*Jobs*:
a) Quote the stretch from "In Chittagong, teams" through "training for workers." in the passage on factory fire safety in Bangladesh, word for word.
b) Write what comes next in the passage on factory fire safety in Bangladesh, starting after its final sentence.

In response to a Wal-Mart executive reportedly trying to block efforts to have global retailers pay more for apparel to help factories improve electrical and fire safety, a spokesman responded that, “Those remarks are out of context. Wal-Mart has been advocating for improved fire safety with the Bangladeshi government, with industry groups and with suppliers. We have been actively developing and implementing proactive programs to raise fire safety awareness and increase fire prevention. We firmly believe factory owners must meet our Standards for Suppliers and we recognize the cost of meeting those standards will be part of the cost of the goods we buy.”
In Chittagong, teams of four officials have been visiting factories to check on compliance and safety issues. The complete report made out by seven such teams is due in 20 days, with 916 factories being checked. Fire officers said that thus far they have found issues that need to be addressed include better emergency exits, better wiring, narrow alleys and fire safety training for workers.

*Record list*:
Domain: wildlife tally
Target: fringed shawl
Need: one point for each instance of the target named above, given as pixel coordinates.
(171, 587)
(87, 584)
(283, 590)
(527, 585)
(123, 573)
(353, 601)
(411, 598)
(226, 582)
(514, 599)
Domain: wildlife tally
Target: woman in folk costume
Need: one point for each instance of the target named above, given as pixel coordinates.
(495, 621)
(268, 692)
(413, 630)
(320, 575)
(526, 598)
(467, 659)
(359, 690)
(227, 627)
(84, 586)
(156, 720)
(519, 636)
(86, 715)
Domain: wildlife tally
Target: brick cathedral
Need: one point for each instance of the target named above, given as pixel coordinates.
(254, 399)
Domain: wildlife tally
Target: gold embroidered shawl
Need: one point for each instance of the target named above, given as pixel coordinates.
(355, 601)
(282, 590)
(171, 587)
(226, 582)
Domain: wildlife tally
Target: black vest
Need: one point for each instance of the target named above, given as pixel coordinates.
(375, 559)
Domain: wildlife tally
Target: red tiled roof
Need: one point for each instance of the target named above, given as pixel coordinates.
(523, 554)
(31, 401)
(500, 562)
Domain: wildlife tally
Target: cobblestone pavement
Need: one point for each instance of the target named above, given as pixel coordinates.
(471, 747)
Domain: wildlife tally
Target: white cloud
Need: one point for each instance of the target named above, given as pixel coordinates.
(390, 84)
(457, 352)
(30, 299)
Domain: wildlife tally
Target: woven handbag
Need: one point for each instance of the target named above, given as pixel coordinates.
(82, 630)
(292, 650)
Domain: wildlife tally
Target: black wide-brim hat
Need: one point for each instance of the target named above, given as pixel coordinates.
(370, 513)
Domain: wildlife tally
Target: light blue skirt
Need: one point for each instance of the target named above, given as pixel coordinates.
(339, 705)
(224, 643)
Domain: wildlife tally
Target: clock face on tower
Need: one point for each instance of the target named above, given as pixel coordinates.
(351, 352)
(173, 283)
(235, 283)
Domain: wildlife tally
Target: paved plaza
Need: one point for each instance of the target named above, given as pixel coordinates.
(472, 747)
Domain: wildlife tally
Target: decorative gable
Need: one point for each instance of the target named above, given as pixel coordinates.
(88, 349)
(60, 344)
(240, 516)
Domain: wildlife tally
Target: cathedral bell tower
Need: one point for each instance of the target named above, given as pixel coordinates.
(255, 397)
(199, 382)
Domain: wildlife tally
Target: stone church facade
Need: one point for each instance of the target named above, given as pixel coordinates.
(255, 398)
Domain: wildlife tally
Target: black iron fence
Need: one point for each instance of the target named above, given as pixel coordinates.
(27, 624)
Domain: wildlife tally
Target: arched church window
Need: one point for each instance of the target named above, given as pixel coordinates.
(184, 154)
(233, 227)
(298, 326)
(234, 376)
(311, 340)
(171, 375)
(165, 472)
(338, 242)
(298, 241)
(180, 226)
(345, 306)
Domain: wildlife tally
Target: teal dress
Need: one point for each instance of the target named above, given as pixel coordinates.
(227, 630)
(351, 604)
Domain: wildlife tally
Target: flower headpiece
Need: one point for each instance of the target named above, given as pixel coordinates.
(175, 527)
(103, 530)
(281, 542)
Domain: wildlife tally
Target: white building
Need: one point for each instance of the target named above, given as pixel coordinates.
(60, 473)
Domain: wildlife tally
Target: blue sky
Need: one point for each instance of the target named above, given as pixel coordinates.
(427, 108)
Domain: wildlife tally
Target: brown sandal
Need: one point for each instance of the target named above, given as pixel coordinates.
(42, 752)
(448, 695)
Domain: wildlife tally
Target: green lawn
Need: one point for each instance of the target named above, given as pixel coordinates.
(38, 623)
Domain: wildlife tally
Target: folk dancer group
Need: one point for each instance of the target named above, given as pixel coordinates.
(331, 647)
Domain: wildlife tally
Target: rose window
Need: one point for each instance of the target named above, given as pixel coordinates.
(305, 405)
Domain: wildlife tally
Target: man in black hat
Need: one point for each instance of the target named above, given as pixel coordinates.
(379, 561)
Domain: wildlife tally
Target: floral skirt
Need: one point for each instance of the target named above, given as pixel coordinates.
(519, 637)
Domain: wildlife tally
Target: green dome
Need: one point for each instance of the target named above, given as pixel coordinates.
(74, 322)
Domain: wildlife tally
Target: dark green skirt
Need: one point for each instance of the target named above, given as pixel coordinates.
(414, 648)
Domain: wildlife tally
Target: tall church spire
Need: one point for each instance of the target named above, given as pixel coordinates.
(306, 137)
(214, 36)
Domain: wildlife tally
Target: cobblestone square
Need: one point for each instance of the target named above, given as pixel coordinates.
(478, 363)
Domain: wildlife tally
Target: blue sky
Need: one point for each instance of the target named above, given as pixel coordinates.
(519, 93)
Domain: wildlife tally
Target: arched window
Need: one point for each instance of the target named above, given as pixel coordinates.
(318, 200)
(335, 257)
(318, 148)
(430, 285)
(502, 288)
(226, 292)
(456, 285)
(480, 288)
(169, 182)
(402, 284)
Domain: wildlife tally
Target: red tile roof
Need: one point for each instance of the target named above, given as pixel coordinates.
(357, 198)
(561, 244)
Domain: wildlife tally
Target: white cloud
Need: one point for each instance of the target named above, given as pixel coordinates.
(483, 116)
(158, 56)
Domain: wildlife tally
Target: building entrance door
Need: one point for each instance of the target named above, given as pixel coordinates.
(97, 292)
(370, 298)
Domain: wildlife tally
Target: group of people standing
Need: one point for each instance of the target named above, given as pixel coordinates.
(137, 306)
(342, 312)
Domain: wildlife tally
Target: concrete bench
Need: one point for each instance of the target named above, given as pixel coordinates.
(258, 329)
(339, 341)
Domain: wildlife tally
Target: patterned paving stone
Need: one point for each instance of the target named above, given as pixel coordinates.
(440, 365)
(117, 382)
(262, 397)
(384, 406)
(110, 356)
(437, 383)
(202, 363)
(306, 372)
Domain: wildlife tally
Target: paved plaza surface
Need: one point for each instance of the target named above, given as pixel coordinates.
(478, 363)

*Answers to the exercise*:
a)
In Chittagong, teams of four officials have been visiting factories to check on compliance and safety issues. The complete report made out by seven such teams is due in 20 days, with 916 factories being checked. Fire officers said that thus far they have found issues that need to be addressed include better emergency exits, better wiring, narrow alleys and fire safety training for workers.

b)
The Ministry of Commerce issued a directive Thursday for all ready-made garment factories to have regular fire drills.
The BGMEA too has been active. “We want to take lessons from the tragic deaths in Ashulia. We want to rectify this situation,” said Shafiul Islam Mohiuddin, the association’s president. Along with better fire safety standards, the BGMEA has plans to introduce a biometric identification system based on taking finger prints of workers. The organization has also stopped garment manufacturers from firing workers without permission of the BGMEA and the Ministry of Labour.
Dan Mozena, the American ambassador to Bangladesh, on Wednesday called for the apparel industry to take action at an International Product Safety and Environmental Compliance Conference organized by the American Apparel & Footwear Association.
He cited U.S. Secretary of Labor Hilda Solis’ comparison between the Ashulia fire and the March 1911 Triangle Shirtwaist Factory blaze in New York City, which killed 146 people. “The horror of this 1911 fire riveted America’s attention on the dismal working conditions of the garment industry. As Secretary Solis put it, ‘That fire was our call to action. It galvanized support for stronger worker protections and institutions to enforce them, from workplace health and safety to workers’ right to organize and bargain collectively,’” he said, adding hat he believed Solis was right in her belief that the Tazreen Fashion factory fire was a similar call to action for Bangladesh.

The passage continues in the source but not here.